TASK DIRECTIONS :: Without changing a single word, write out every entry.
►
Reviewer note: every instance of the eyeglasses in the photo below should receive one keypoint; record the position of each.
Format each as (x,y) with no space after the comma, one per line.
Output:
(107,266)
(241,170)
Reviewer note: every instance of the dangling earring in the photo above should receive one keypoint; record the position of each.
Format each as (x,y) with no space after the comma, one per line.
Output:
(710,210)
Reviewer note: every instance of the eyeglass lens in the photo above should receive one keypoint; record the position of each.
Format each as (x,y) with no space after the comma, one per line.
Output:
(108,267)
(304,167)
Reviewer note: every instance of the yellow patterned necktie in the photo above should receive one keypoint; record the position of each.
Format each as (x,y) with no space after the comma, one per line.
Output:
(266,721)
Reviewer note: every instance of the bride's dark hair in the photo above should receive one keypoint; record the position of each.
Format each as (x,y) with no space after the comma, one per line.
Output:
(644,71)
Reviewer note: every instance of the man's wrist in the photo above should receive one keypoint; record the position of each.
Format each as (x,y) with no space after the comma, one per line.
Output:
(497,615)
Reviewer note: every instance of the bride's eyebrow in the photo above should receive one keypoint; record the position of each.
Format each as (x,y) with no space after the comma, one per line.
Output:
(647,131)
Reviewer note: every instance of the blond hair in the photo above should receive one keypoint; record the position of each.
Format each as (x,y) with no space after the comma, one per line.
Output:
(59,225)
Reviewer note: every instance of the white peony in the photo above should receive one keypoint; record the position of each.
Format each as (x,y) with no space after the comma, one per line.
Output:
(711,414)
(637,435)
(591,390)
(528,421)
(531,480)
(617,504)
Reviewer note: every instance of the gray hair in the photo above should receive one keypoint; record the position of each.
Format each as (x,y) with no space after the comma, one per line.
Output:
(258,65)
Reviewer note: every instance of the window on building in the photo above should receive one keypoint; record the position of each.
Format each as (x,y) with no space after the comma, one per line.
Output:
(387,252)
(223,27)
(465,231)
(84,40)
◄
RESPONSE TO THE TASK ::
Reviewer note: every instance of the eyeglasses in the photo below should receive one keypoint; record the position of each.
Format each as (x,y) with no space after the comma, one per line.
Output:
(107,266)
(241,170)
Reviewer note: every instance of the dangling earring in the photo above should receive one keypoint; record the position of each.
Format each as (x,y) with no space after the comma, one per line.
Output:
(710,210)
Reviewer note: every instance of the eyeglass lens in the photo above should receive one keypoint; record the position of each.
Format each as (x,y) with no space after the comma, one per line.
Output:
(108,267)
(304,167)
Reviewer note: every instance of the yellow patterned necktie in the photo above should receive one keypoint; record the position of each.
Format each as (x,y) with no space after the comma, one per line.
Output:
(266,721)
Reviewer note: every instance of the bride's dark hair in the photo above should receive one keypoint; record the position of each.
Format each as (x,y) with no space after the comma, one per line.
Output:
(644,71)
Reviewer note: every instance of the man's wrist in the photo above should receive one keypoint; record the position of each.
Format each as (x,y) with no space after the comma, one per line.
Output:
(497,615)
Reviewer note: every instance of the bride's eyebrow in the photo above should receive one keypoint; record the position of each.
Format each as (x,y) with no space after the comma, one per line.
Output:
(647,131)
Reviewer note: every instance of the blond hair in the photo above should receive one keypoint; record the position of each.
Format each as (x,y) with no space after the comma, one per line.
Output:
(59,225)
Reviewer note: every instance of the white peony in the photo above should receive one keypoint; record the position of each.
Format each as (x,y) with no space after the comma, one per line.
Output:
(711,414)
(637,435)
(591,390)
(528,421)
(531,480)
(617,504)
Reviewer note: every instance of the gray hair in the photo above should receive one keypoint; record the position of each.
Format each as (x,y) with no space after the comma, one per line.
Output:
(258,65)
Reviewer note: every instance of the window on building in the photo above should receive one keypoint; record the position of each.
Format each as (x,y) with no space after the comma, one per line.
Output:
(387,252)
(223,27)
(465,231)
(84,40)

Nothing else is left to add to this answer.